◆ **Task statement**: What the task needs is every record repeated exactly, nothing more.
▬▬▬▬▬▬
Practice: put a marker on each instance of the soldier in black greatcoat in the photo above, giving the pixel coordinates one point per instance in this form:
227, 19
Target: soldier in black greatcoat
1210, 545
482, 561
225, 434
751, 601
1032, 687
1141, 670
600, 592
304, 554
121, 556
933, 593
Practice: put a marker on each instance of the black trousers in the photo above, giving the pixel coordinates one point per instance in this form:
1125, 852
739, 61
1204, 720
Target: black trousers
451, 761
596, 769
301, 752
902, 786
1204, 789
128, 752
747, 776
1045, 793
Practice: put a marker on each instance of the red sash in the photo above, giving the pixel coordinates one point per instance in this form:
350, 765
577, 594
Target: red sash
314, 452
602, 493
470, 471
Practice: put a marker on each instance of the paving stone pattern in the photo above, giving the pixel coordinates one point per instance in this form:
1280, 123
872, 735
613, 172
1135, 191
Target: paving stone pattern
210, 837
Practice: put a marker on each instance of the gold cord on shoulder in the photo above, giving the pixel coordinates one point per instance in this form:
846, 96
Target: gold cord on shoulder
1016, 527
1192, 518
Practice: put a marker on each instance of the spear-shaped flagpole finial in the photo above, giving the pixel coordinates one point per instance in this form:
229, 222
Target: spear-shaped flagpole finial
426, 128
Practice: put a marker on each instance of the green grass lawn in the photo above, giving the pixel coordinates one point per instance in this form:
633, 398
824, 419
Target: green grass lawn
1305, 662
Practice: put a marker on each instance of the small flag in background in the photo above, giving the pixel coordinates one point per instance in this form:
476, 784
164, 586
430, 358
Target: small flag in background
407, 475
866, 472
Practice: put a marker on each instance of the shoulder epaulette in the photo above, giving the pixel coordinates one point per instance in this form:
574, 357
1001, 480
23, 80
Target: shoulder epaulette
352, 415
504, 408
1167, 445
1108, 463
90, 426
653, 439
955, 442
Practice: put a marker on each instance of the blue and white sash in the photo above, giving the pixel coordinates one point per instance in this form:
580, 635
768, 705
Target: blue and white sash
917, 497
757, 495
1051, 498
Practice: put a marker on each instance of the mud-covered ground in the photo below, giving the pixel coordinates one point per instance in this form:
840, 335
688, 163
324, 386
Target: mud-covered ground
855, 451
▬▬▬▬▬▬
◆ **Expected answer**:
Practice: put a marker on each instance of the soldier in black greatcoat in the photo above, giving the pixel coordinates one point per instance in this form:
227, 19
Target: soldier in black greatcoat
1210, 545
482, 561
225, 434
751, 601
1032, 687
1141, 670
600, 592
304, 554
121, 556
933, 593
Practice: put a marker on each instance of the black trousers in the photo above, giving the pixel coordinates one point per instance in this form:
1125, 852
739, 61
1204, 720
Target: black trousers
451, 761
596, 769
301, 752
902, 786
1204, 789
128, 752
747, 776
1045, 793
Practice: put a marker on each instance of the red sash in the photo above, giving the pixel coordinates one point per instance in this form:
350, 765
577, 594
Target: red sash
314, 452
602, 493
470, 471
Practice: put a marker on each instance of the paving stone pattern in the photo above, giving the pixel coordinates one point per instance in this form:
1280, 123
872, 735
613, 172
1135, 191
Target: paving stone pattern
210, 837
Practice: put a marker on each instance of the gold cord on shoulder in the photo above, giving the pixel coordinates one point per instance in this form:
846, 96
Target: gold cord on shoulder
1016, 527
1192, 518
Practice: put a marker on each instance of the spear-shaped flagpole finial in the photo above, giving the pixel coordinates one point per instance in this form:
229, 222
Target: spear-shaped flagpole finial
426, 128
Practice: put a marker on each instance of the green grass lawn in the photo above, giving the pixel coordinates one point per instance in this form:
633, 398
824, 419
Target: green grass lawn
1305, 662
Practice: put a marker on each instance of the small flag in background in the photo above, giving the pixel coordinates one point per instance in this form:
476, 784
164, 586
430, 358
Target: small flag in background
407, 475
866, 472
Practice: put a marker on each instance of the shoulder epaulette in the photo above, giving the pixel coordinates one point per instance in this form:
574, 357
1001, 480
23, 80
Target: shoulder epaulette
352, 415
504, 408
1167, 445
1108, 463
90, 426
653, 439
955, 442
Practice: put a marker on each instance of the blue and white sash in the photo above, giving the pixel coordinates one point per instance in this form:
580, 635
768, 705
Target: blue and white sash
917, 497
757, 495
1051, 498
Practice: put a marker on each instance of the mud-covered ground in the photo below, giving the pixel coordinates one point per instance in this form:
840, 335
688, 163
324, 386
Target: mud-covered ground
855, 451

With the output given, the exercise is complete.